LISTING:
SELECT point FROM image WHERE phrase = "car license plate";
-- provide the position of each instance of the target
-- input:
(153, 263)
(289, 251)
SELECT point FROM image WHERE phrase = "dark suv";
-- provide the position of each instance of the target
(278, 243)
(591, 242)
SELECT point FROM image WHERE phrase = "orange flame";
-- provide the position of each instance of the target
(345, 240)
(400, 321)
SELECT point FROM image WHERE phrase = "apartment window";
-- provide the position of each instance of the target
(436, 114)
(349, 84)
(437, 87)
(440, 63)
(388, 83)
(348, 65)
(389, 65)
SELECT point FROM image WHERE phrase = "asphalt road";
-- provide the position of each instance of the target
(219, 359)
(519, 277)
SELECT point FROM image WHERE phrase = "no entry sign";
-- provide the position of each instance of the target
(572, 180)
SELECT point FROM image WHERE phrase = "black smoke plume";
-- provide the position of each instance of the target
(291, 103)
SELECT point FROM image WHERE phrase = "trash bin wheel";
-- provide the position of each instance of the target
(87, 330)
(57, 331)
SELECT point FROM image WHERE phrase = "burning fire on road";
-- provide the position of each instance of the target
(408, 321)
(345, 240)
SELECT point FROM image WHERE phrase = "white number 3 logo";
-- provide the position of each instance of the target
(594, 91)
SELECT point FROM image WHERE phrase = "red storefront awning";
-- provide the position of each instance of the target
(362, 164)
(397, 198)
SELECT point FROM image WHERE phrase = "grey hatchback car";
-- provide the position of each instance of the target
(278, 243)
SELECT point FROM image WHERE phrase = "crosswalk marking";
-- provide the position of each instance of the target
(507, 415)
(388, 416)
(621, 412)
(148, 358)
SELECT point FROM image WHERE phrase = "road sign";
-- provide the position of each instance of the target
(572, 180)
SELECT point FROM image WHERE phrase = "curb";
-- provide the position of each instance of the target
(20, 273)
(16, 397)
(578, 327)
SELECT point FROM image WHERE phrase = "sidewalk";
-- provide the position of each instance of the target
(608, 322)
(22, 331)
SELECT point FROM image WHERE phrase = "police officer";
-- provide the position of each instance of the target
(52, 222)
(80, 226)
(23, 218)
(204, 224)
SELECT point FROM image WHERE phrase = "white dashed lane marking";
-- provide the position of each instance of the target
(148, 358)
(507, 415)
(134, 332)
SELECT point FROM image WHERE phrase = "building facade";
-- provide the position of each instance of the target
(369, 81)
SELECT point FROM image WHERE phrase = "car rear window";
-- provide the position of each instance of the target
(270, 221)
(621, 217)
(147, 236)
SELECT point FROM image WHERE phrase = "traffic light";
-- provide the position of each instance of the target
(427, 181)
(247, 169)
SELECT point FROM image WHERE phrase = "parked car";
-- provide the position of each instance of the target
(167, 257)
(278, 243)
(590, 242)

REQUIREMENT: All of the entries must be quoted exactly; please include each one.

TASK SOLUTION:
SELECT point FROM image WHERE phrase = "car license plate";
-- provide the position of each instance of the target
-- input:
(153, 263)
(289, 251)
SELECT point FROM image WHERE phrase = "dark suv";
-- provide the position of each instance of the target
(278, 243)
(591, 242)
SELECT point FROM image WHERE phrase = "orange flame";
-- provide the position of each instance of the target
(345, 240)
(400, 321)
SELECT point FROM image WHERE phrase = "apartment window";
-- provide the position of each instance of the target
(436, 114)
(349, 84)
(437, 87)
(440, 63)
(388, 83)
(348, 65)
(389, 65)
SELECT point FROM image WHERE phrase = "asphalt road";
-- provide the position of each instance of the target
(219, 359)
(519, 277)
SELECT point FROM image WHERE phrase = "no entry sign";
-- provide the position of each instance of the target
(572, 180)
SELECT point FROM image WHERE phrase = "black smoke plume";
-- provide the position of each instance of the target
(291, 103)
SELECT point FROM image WHERE phrase = "trash bin wheel";
-- provide the position of each instance of the target
(87, 330)
(57, 331)
SELECT point FROM image WHERE phrase = "burning fire on road";
-- provide the position of each instance of the target
(408, 321)
(345, 240)
SELECT point FROM image WHERE phrase = "white number 3 logo";
-- provide the position of each instance of the target
(594, 91)
SELECT point FROM image WHERE phrase = "red storefront awning";
-- provide the position of each instance of the target
(362, 164)
(397, 198)
SELECT point FROM image WHERE phrase = "grey hatchback car";
-- provide the position of each instance of the target
(278, 243)
SELECT point FROM image WHERE phrase = "crosswalk marking";
-- provide the position of each instance of the target
(507, 415)
(388, 416)
(621, 412)
(148, 358)
SELECT point FROM image WHERE phrase = "road sign";
-- provide the position of each instance of the target
(572, 180)
SELECT point FROM image WHERE phrase = "curb";
-- provide the position of each instance of the target
(20, 273)
(16, 397)
(578, 327)
SELECT point FROM image WHERE phrase = "sidewalk";
-- provide the position of each instance of the target
(608, 322)
(22, 331)
SELECT point FROM image WHERE phrase = "police officer";
-- provide the position of each instance of the target
(52, 222)
(80, 226)
(23, 218)
(204, 224)
SELECT point FROM image WHERE phrase = "white dashed lane marking";
-- provide the position of each instance of the target
(148, 358)
(507, 415)
(134, 332)
SELECT point FROM image WHERE phrase = "building facade";
-- provide the position of each instance of the target
(369, 81)
SELECT point FROM image WHERE phrase = "car rear window";
-- provide the position of each instance of the target
(270, 221)
(621, 217)
(147, 236)
SELECT point FROM image WHERE phrase = "traffic light";
-- provide the position of each instance of the target
(427, 181)
(247, 169)
SELECT point FROM image WHERE phrase = "parked car";
-- provide the position of each instance of the target
(167, 257)
(278, 243)
(590, 242)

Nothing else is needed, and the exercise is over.